To do: Your job is to retype all of the data word for word, leaving every image out.

Dataset excerpt:
* begin *

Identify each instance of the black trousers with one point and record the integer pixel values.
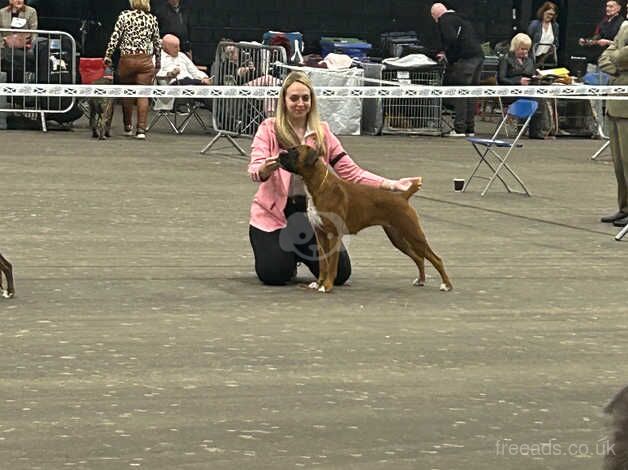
(277, 253)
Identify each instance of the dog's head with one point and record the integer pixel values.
(298, 159)
(617, 408)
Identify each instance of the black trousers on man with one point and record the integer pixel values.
(277, 253)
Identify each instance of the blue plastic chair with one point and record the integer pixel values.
(486, 149)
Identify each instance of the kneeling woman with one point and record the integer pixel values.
(280, 233)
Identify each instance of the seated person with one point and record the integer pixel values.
(607, 29)
(518, 68)
(544, 33)
(17, 15)
(176, 67)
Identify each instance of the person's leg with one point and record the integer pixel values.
(126, 72)
(456, 77)
(620, 160)
(145, 76)
(476, 66)
(273, 265)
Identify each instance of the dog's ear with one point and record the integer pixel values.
(311, 157)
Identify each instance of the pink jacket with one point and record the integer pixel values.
(272, 194)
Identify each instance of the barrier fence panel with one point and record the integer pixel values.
(38, 57)
(244, 64)
(414, 115)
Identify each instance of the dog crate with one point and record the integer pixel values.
(420, 116)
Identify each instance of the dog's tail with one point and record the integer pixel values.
(414, 187)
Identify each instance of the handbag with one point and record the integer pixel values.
(17, 40)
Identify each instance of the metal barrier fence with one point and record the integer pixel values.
(422, 116)
(244, 64)
(48, 58)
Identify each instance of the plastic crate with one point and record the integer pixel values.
(353, 47)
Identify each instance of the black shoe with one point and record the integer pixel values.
(621, 222)
(607, 219)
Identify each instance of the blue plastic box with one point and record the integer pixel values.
(353, 47)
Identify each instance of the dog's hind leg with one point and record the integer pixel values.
(437, 262)
(7, 270)
(400, 242)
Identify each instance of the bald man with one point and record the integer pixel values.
(461, 48)
(177, 67)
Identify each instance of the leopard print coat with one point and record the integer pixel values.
(135, 32)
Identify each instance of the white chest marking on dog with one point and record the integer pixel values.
(312, 214)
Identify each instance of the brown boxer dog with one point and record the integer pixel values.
(7, 270)
(337, 207)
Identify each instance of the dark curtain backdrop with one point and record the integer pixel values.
(495, 20)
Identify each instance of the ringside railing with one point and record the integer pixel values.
(49, 59)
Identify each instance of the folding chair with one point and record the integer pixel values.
(164, 108)
(521, 110)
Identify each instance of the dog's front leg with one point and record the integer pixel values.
(7, 269)
(327, 267)
(108, 116)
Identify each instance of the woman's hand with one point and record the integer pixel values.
(268, 167)
(402, 184)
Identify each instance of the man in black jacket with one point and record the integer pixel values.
(461, 48)
(174, 19)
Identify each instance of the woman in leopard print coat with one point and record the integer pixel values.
(136, 34)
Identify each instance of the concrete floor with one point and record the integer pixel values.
(141, 338)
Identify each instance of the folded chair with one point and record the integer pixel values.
(494, 152)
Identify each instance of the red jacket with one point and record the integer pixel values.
(272, 194)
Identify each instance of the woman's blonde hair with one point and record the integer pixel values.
(547, 6)
(520, 40)
(143, 5)
(286, 135)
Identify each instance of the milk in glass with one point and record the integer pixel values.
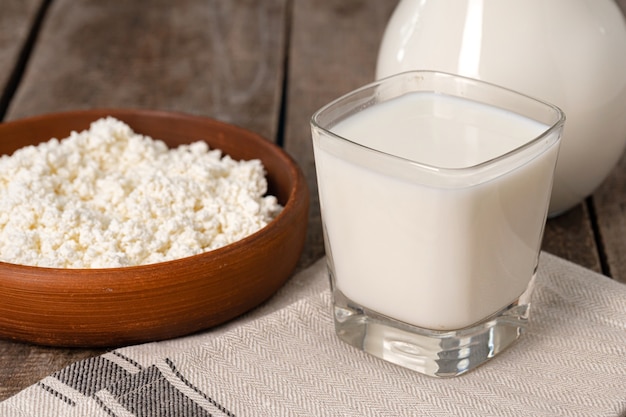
(435, 251)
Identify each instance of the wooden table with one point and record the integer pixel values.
(264, 65)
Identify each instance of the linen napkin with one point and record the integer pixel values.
(285, 360)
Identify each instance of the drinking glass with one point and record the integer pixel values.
(434, 190)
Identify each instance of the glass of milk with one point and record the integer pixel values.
(434, 191)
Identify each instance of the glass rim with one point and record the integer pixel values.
(559, 118)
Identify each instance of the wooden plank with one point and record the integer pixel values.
(333, 50)
(610, 207)
(609, 202)
(213, 58)
(570, 236)
(16, 19)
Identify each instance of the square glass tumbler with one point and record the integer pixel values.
(434, 192)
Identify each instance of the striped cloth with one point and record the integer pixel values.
(285, 360)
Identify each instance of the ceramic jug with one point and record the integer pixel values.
(571, 53)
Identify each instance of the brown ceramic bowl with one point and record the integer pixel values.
(120, 306)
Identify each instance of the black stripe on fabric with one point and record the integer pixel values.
(220, 407)
(56, 393)
(103, 406)
(149, 394)
(91, 375)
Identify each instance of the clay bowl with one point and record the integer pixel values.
(121, 306)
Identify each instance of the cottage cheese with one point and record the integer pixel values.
(108, 197)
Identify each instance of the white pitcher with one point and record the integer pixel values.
(571, 53)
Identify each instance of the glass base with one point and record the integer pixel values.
(431, 352)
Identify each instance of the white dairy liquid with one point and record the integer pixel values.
(438, 257)
(566, 52)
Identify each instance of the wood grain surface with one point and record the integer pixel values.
(263, 65)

* end *

Response to this exercise:
Identify each instance of the black trousers with one point and record the integer pixel values.
(277, 253)
Identify each instance of the dog's head with one point and record the integer pixel values.
(298, 159)
(617, 408)
Identify each instance of the black trousers on man with one point and record the integer pixel values.
(277, 253)
Identify each instance of the blue plastic chair with one point and record the integer pixel values.
(486, 149)
Identify each instance of the kneeling woman with one point and record the integer pixel values.
(280, 233)
Identify each instance of the seated person with one point and record the integer pixel values.
(607, 29)
(518, 68)
(544, 33)
(17, 15)
(176, 67)
Identify each instance of the person's leg with one point and record the integer pixel values.
(126, 72)
(456, 77)
(620, 160)
(145, 76)
(476, 66)
(273, 265)
Identify each instance of the dog's ear with one point and record the integer pixel values.
(311, 157)
Identify each instance of the pink jacket with one point and record the integer pixel values.
(272, 194)
Identify each instance of the barrier fence panel with one point and record the integer pixel values.
(38, 57)
(244, 64)
(414, 115)
Identify each instance of the dog crate with one point and record the integer pixel values.
(420, 116)
Identify each instance of the dog's tail with one point and record the integer pixel values.
(414, 187)
Identify each instance of the handbag with one point and record the integer pixel values.
(17, 40)
Identify each instance of the metal barrier fence with one point and record the integer pixel values.
(422, 116)
(244, 64)
(48, 58)
Identify each instance of the plastic crate with one point and record the integer pixel values.
(353, 47)
Identify each instance of the black shoe with one point and record the integer pixel values.
(621, 222)
(607, 219)
Identify each instance of the blue plastic box with one point and record the integer pixel values.
(353, 47)
Identify each instance of the dog's hind leg with one point and record the integer pixel values.
(437, 262)
(7, 270)
(400, 242)
Identify each instance of the bald man with one point and record the integer pixel values.
(461, 48)
(177, 67)
Identify each instance of the leopard print coat with one point and record the integer pixel values.
(135, 32)
Identify each instance of the white chest marking on dog with one point and record the integer pixel values.
(312, 214)
Identify each instance of the brown boxer dog with one point and record the integer pixel values.
(7, 270)
(337, 207)
Identify each instance of the dark curtain backdrop with one point and record the integer pixel values.
(495, 20)
Identify each instance of the ringside railing with one point and record the integer pixel values.
(49, 59)
Identify each instance of the folding chair with one point and record the integer pixel values.
(164, 108)
(521, 110)
Identify each instance of the dog's front leg with one point and record the integer pixel values.
(7, 269)
(327, 267)
(108, 116)
Identify each instance of the woman's hand with one point and record the integer pixel values.
(268, 167)
(402, 184)
Identify each instance of the man in black jacket with one point and record the integer pixel values.
(461, 48)
(174, 19)
Identify each instance of the woman in leopard print coat with one point and record the integer pixel values.
(136, 34)
Identify each instance of the concrete floor with one point and record the integer pixel values.
(141, 338)
Identify each instance of the folded chair with one point and record the integer pixel values.
(494, 152)
Identify each instance of the red jacket with one point and record the integer pixel values.
(272, 194)
Identify each instance of the woman's blonde hair with one point and record the integer pixel values.
(547, 6)
(520, 40)
(143, 5)
(286, 135)
Identify each instance of the milk in glass with one point and record the integer pixel values.
(435, 251)
Identify each instance of the wooden table with one point and record the integer pixel values.
(264, 65)
Identify each instance of the linen napkin with one point and record the integer pixel values.
(285, 360)
Identify each instance of the drinking glass with one point and record the integer pixel values.
(434, 190)
Identify each instance of the glass of milk with one point and record the integer pixel values.
(434, 191)
Identify each instance of the glass rim with one point and record the integer pixel values.
(559, 118)
Identify each instance of the wooden plank with one point and record the integer pixel values.
(333, 50)
(610, 207)
(609, 202)
(213, 58)
(570, 236)
(16, 19)
Identify each instance of the square glass tumbler with one point and record the integer pixel values.
(434, 192)
Identify each instance of the striped cloth with one point and record the integer pixel values.
(285, 360)
Identify each instance of the ceramic jug with one point and record the integer pixel values.
(571, 53)
Identify each instance of the brown ceramic bowl with one point and record the integer pixel values.
(120, 306)
Identify each instance of the black stripe on fabric with one point and record the integer pixel values.
(220, 407)
(56, 393)
(103, 406)
(149, 394)
(91, 375)
Identify each instance of the clay bowl with one point and record the integer pixel values.
(121, 306)
Identify each instance of the cottage cheese with one point and record the integer pixel values.
(108, 197)
Identify each instance of the white pitcher with one point and record the integer pixel values.
(571, 53)
Identify each instance of the glass base with one point and record the integer pixel values.
(431, 352)
Identify each instance of the white dairy liquid with one point and record the integer pixel values.
(438, 257)
(566, 52)
Identify each instance of the wood grain surface with one point and record the integer pixel values.
(263, 65)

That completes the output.